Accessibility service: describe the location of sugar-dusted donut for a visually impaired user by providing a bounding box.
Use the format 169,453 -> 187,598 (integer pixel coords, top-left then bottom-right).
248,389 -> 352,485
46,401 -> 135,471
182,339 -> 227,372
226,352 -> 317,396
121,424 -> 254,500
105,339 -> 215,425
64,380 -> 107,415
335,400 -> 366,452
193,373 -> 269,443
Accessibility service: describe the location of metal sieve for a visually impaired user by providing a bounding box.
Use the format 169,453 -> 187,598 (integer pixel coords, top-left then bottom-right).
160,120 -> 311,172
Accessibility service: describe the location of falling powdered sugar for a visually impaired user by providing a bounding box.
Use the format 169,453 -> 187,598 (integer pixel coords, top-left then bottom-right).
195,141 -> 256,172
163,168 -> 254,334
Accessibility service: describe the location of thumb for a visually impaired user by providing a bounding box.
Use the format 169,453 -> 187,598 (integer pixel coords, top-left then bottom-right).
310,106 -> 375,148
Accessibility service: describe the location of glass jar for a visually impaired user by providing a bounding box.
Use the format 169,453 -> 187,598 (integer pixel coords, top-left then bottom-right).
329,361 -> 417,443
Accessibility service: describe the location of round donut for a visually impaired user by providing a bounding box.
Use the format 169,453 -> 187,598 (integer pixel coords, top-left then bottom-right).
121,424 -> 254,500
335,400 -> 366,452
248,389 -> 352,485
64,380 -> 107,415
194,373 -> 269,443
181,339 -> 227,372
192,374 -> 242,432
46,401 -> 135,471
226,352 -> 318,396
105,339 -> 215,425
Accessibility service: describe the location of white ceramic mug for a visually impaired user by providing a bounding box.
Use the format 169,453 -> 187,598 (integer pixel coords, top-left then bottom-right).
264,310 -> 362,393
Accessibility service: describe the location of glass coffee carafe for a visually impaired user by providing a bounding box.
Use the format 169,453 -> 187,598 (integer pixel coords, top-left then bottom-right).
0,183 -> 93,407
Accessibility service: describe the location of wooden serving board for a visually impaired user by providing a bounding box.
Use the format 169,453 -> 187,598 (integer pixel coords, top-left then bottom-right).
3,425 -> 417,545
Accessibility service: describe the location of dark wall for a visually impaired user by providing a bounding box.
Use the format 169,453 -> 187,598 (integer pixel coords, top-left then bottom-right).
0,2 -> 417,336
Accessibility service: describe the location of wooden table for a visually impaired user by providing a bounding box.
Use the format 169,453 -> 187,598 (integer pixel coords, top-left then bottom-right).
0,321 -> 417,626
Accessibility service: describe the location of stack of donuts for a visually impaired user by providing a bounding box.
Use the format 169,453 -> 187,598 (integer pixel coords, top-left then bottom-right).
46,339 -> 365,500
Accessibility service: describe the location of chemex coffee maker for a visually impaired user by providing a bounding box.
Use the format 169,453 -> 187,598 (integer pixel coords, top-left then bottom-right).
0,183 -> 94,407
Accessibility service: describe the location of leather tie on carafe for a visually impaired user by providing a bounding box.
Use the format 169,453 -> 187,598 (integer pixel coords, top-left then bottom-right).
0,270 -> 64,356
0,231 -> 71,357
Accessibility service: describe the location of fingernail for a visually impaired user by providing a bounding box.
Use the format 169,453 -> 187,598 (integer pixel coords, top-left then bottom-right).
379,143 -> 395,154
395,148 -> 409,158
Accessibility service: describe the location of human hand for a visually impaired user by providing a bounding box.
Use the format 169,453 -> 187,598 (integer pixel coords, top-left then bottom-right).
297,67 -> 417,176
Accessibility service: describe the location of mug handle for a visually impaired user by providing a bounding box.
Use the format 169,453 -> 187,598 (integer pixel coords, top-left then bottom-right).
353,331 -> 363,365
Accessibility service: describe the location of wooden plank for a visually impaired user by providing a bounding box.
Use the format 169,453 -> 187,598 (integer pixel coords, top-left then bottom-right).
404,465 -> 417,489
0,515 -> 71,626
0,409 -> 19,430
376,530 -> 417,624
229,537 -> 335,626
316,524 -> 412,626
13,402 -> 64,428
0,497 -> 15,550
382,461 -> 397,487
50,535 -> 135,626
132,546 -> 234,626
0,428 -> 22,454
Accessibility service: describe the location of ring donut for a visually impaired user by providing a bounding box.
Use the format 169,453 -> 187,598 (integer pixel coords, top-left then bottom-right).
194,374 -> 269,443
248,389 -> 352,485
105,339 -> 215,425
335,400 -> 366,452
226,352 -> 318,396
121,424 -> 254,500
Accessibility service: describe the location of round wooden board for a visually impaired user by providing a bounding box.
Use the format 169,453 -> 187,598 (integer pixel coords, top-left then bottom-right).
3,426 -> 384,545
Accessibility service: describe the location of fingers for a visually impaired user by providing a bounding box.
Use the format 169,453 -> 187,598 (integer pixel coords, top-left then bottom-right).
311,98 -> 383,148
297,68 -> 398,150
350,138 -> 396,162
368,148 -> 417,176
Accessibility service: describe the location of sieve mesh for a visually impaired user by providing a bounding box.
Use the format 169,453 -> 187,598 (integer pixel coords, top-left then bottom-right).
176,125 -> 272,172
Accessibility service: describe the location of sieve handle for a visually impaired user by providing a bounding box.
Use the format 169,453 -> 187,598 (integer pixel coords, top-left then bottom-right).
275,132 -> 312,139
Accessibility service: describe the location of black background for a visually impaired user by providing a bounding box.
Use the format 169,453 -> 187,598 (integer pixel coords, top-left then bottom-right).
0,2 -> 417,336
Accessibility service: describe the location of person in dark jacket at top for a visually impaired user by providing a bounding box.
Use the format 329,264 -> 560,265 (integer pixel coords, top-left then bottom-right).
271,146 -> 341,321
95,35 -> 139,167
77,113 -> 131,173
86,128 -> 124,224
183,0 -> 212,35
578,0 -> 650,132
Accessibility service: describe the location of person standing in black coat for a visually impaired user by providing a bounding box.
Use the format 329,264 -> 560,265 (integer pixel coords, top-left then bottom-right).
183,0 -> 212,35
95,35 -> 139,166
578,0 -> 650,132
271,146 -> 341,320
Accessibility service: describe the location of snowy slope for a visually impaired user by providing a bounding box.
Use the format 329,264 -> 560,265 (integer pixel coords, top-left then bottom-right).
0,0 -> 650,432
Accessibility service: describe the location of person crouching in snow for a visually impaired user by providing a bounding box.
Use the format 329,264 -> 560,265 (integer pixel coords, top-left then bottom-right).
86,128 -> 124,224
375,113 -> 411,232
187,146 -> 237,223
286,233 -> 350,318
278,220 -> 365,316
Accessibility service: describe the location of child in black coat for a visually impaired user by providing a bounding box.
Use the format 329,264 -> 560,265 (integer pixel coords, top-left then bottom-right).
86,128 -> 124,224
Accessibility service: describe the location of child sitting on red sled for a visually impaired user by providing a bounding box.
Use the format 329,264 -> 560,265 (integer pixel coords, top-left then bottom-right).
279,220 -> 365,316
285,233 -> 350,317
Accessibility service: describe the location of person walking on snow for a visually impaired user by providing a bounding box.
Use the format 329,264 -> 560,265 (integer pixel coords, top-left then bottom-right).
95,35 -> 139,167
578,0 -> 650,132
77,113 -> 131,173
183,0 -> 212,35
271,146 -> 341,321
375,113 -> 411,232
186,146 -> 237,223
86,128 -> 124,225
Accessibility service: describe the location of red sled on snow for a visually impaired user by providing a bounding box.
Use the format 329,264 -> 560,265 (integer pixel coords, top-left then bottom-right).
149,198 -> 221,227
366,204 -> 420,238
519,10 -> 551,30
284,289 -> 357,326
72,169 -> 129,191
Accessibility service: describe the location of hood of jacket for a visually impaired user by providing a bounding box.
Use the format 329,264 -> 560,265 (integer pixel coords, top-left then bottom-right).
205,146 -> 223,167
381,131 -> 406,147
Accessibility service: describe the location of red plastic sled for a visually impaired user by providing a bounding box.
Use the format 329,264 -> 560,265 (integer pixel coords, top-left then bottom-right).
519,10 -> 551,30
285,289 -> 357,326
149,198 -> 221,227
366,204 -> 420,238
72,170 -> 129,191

++++++

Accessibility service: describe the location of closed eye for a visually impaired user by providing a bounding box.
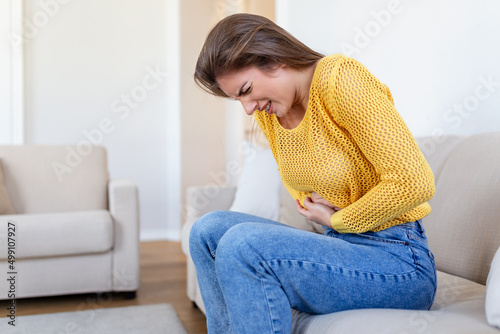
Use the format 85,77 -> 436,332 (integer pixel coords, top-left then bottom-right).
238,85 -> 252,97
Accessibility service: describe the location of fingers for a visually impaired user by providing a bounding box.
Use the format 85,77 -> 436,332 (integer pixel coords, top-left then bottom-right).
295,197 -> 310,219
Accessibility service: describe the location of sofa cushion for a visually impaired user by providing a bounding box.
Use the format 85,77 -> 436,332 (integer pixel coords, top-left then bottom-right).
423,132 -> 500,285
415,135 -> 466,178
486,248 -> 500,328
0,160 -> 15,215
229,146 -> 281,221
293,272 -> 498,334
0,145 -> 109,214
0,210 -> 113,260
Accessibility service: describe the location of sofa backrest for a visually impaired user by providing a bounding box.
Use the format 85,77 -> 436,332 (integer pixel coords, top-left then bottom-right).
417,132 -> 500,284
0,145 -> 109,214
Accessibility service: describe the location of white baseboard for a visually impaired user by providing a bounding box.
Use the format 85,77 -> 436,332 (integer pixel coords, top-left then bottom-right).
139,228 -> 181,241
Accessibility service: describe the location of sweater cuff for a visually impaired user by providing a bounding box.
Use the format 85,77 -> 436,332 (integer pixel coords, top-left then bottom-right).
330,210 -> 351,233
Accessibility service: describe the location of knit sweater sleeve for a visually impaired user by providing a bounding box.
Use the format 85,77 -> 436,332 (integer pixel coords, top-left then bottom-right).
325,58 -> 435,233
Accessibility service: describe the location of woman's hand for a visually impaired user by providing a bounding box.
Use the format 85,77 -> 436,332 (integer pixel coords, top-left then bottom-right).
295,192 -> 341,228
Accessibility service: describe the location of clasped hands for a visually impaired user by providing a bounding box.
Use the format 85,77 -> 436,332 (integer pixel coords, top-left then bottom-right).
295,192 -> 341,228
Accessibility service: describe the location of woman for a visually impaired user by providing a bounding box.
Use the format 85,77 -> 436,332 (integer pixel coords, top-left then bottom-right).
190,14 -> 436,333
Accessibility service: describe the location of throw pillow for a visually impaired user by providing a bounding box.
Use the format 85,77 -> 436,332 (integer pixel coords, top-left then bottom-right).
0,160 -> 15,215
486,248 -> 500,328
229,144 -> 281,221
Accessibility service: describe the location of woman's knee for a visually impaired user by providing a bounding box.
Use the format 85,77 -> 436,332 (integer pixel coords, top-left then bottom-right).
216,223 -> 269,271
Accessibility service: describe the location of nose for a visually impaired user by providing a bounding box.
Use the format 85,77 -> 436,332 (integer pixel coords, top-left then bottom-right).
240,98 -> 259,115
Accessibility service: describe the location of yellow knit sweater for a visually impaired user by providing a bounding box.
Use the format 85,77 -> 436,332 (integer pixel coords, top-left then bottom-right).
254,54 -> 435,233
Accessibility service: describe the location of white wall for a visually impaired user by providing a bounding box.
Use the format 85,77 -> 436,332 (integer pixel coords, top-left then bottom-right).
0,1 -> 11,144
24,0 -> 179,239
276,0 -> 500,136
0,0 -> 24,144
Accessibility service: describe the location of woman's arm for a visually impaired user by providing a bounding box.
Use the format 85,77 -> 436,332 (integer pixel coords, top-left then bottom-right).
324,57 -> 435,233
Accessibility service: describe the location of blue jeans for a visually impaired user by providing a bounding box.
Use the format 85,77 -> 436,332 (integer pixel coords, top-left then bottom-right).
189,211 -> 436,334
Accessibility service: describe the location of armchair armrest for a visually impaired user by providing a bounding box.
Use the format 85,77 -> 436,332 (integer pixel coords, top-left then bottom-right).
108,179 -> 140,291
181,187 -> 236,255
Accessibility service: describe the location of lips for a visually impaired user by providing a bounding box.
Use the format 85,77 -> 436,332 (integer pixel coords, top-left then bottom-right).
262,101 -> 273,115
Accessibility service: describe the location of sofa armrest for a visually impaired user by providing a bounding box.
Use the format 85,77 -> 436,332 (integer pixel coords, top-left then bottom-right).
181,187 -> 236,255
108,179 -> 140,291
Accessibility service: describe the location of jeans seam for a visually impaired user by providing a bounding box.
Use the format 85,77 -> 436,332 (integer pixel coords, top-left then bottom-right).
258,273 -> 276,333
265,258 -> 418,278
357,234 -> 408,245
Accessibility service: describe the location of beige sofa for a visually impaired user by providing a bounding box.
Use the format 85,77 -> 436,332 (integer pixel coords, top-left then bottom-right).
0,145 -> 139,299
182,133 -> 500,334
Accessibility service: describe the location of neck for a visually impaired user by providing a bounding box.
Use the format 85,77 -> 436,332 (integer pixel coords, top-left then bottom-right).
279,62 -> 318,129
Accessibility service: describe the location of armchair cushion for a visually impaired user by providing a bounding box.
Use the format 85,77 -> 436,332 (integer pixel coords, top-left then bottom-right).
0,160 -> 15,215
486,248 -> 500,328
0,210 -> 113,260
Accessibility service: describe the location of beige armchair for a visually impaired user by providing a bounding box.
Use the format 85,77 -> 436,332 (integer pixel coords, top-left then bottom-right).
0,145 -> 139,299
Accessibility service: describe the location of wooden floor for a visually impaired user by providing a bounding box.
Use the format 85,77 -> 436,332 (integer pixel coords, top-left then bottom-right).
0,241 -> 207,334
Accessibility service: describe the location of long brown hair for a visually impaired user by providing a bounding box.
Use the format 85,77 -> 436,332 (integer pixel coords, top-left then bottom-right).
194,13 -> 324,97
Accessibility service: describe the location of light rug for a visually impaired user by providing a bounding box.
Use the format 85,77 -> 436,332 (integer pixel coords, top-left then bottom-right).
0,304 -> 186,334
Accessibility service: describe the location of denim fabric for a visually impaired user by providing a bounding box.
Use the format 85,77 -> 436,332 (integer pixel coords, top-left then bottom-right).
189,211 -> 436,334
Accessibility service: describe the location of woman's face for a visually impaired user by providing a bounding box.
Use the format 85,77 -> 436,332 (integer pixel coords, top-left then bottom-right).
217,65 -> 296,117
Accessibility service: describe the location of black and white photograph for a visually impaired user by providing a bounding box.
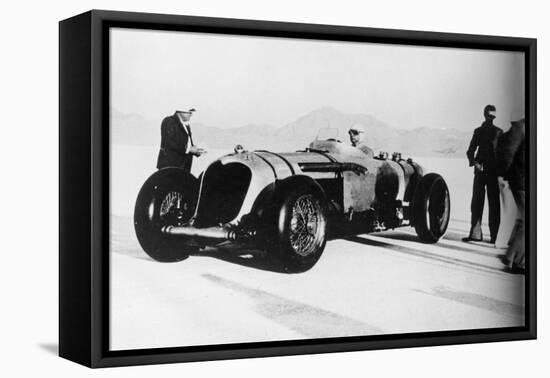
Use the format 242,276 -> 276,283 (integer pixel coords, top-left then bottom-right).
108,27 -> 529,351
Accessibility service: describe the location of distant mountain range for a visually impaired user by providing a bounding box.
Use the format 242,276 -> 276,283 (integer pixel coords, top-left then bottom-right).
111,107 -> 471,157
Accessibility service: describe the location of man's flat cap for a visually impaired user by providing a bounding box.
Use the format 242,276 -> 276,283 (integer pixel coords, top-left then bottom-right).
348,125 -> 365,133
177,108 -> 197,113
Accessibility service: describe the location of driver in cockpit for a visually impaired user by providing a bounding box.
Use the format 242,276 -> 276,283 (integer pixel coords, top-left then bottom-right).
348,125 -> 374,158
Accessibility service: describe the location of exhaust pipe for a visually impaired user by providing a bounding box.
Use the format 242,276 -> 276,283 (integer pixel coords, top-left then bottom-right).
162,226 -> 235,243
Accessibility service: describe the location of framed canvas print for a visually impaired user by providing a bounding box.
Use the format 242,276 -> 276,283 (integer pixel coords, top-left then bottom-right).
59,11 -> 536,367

++++++

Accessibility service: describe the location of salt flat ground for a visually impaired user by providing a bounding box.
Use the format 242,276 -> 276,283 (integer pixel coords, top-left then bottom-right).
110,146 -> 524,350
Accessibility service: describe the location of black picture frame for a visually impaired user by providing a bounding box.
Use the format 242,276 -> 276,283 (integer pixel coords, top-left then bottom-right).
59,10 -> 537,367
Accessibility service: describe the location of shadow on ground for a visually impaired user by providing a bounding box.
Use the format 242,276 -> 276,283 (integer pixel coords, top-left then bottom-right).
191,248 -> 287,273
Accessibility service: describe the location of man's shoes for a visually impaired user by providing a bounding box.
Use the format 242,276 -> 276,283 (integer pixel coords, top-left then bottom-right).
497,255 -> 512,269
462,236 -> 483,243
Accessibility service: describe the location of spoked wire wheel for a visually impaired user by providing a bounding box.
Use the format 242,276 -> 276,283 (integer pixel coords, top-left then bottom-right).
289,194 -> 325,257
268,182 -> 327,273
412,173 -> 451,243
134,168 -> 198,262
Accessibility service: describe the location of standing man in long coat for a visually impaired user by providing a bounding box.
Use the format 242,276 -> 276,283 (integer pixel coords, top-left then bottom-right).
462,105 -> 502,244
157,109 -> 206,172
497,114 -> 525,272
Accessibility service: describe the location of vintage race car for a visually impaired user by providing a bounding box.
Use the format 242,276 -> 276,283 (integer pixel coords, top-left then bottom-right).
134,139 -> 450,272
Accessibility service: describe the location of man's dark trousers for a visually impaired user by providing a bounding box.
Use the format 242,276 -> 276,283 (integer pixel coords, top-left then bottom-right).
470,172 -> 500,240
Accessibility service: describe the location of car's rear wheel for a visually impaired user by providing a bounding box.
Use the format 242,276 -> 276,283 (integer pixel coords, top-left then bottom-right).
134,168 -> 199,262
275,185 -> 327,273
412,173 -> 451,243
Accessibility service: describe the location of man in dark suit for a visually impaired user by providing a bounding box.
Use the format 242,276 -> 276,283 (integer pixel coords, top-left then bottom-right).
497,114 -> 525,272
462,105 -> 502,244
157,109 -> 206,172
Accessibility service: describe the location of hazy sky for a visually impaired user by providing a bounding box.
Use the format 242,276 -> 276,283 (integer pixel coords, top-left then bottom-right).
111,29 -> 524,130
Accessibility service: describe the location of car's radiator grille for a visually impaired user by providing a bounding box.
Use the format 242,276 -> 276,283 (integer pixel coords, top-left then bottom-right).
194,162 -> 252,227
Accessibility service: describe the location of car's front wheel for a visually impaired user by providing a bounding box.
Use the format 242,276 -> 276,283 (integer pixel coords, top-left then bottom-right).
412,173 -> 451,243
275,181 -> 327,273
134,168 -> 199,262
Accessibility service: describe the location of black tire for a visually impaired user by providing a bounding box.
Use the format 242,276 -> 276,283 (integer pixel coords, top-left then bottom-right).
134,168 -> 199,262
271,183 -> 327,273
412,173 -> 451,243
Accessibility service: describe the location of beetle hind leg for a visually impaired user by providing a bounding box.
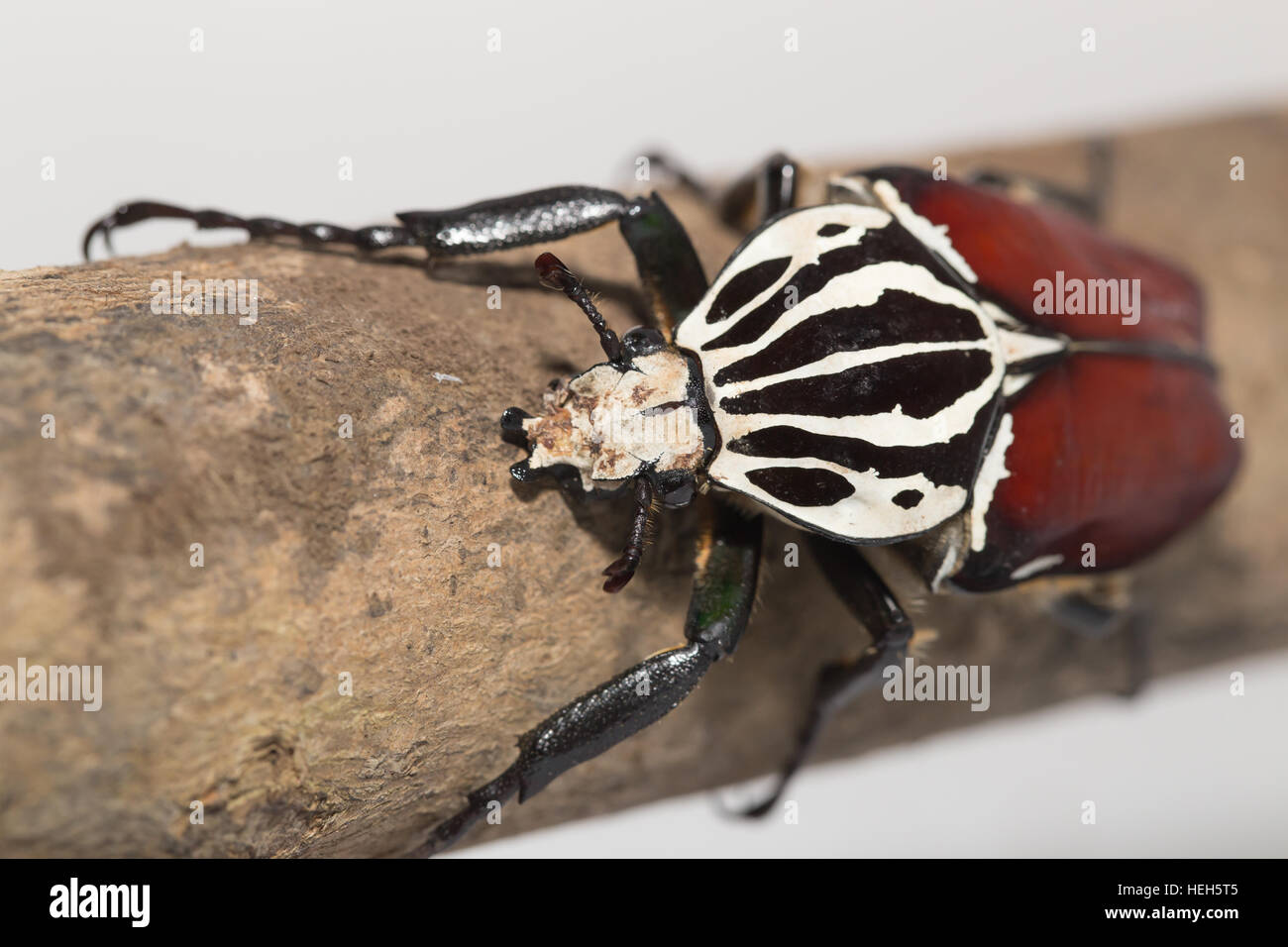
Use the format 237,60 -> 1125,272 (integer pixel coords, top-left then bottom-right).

++++++

What is being asked:
Turn the material above into a JSON list of strings, one string per line with blank lines dropped, starting at the line that contains "Accessibility service: describe the location of beige sofa" and ending at the line that contains "0,241 -> 207,334", both included.

Answer in full:
[
  "Accessibility service: describe the location of beige sofa for a visually impaired user by providing a bounding box.",
  "Use the format 85,77 -> 436,332 (integer pixel coords, top-left then bottom-right).",
  "0,145 -> 139,299",
  "182,133 -> 500,334",
  "Accessibility service: describe the location of neck for a visually impaired user by providing a bounding box.",
  "Use the format 85,77 -> 436,332 (integer pixel coords, top-left then bottom-right).",
  "279,62 -> 318,129",
  "Accessibility service: describe the location of armchair cushion for a visually impaired user by providing a bounding box.",
  "Use the format 85,77 -> 436,332 (integer pixel coords, top-left then bottom-right).",
  "0,160 -> 15,215",
  "486,248 -> 500,328",
  "0,210 -> 113,260",
  "Accessibility service: describe the location of beige armchair for a visually impaired user by providing a bounding box.",
  "Use the format 85,77 -> 436,332 (integer pixel coords, top-left then bottom-right).",
  "0,145 -> 139,299",
  "Accessibility service: describe the location of wooden floor for a visually impaired user by providing a bounding box.",
  "Use the format 85,77 -> 436,332 (integer pixel coords, top-left then bottom-right).",
  "0,241 -> 207,334"
]